**YOUR GOAL**
An exact reproduction of all entries is expected.

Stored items
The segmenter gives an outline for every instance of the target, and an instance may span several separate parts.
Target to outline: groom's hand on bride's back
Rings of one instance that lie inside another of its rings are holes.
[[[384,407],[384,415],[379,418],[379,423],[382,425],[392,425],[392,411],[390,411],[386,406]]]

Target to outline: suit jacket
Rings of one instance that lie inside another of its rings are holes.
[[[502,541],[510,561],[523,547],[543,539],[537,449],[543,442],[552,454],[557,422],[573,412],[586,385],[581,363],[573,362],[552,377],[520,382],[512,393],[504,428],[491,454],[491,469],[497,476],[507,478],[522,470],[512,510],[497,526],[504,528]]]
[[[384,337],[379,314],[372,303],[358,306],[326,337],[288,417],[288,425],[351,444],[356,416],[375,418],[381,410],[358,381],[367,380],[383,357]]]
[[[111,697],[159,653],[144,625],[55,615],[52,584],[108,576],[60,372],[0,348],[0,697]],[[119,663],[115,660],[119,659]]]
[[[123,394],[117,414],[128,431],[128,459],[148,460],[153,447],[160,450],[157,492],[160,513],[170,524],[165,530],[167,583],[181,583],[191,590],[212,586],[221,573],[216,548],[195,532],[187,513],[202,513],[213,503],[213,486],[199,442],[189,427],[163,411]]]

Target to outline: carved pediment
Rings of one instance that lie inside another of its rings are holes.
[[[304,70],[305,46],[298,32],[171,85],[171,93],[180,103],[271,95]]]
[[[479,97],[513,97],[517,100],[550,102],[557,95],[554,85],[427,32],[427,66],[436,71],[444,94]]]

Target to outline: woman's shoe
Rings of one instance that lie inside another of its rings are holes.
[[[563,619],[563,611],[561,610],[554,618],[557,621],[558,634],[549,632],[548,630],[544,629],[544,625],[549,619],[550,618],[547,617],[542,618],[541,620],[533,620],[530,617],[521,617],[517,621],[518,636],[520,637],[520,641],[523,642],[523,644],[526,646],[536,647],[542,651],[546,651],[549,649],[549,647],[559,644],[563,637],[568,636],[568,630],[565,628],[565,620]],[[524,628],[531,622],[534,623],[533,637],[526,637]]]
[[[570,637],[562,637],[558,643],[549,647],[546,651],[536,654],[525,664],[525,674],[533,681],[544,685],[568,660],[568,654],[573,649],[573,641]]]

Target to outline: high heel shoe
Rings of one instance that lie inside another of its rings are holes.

**WRITTEN SOLUTION**
The segmenter gives an outline for every instance of the target, and an instance may span several separate parts.
Target to outline: groom's hand on bride's back
Rings of one instance that lie inside another of its rings are holes.
[[[384,407],[384,415],[379,418],[379,423],[382,425],[392,425],[392,411],[390,411],[386,406]]]

Target to outline: suit jacket
Rings of one instance that lie inside another of its rings are holes.
[[[502,541],[510,561],[523,547],[543,539],[537,449],[543,442],[552,454],[557,422],[573,412],[586,385],[581,363],[573,362],[552,377],[520,382],[512,393],[504,428],[491,454],[491,469],[497,476],[507,478],[522,470],[512,510],[497,526],[504,528]]]
[[[384,337],[379,314],[372,303],[358,306],[326,337],[288,417],[288,425],[351,444],[356,416],[375,418],[381,410],[358,381],[367,380],[383,357]]]
[[[111,697],[159,653],[144,625],[55,615],[52,584],[108,576],[60,372],[0,348],[0,697]],[[119,663],[115,660],[119,659]]]
[[[123,394],[117,414],[128,431],[128,459],[148,460],[153,447],[160,450],[157,492],[160,513],[170,524],[165,530],[167,583],[181,583],[191,590],[212,586],[221,573],[216,548],[195,532],[187,513],[202,513],[213,503],[213,486],[199,442],[189,427],[163,411]]]

Target to outline: carved pediment
Rings of one instance that lie inside another of its rings are holes.
[[[304,70],[305,46],[298,32],[171,85],[171,93],[180,103],[271,95]]]
[[[479,97],[513,97],[517,100],[550,102],[557,95],[554,85],[427,32],[427,66],[436,71],[444,94]]]

Target to outline: woman's shoe
Rings of one instance that lie inside another of its rings are holes.
[[[563,619],[563,611],[561,610],[554,618],[557,621],[558,634],[549,632],[548,630],[544,629],[544,625],[549,619],[550,618],[547,617],[542,618],[541,620],[533,620],[530,617],[521,617],[517,621],[518,636],[520,637],[520,641],[523,642],[523,644],[526,646],[536,647],[542,651],[546,651],[549,649],[549,647],[559,644],[563,637],[568,636],[568,630],[565,628],[565,620]],[[524,628],[531,622],[534,623],[533,637],[526,637]]]
[[[570,637],[562,637],[558,643],[549,647],[546,651],[536,654],[525,664],[525,674],[533,681],[544,685],[568,660],[568,654],[573,649],[573,641]]]

Target to outline: high heel shoe
Rings of one instance that lie inside another of its rings are holes.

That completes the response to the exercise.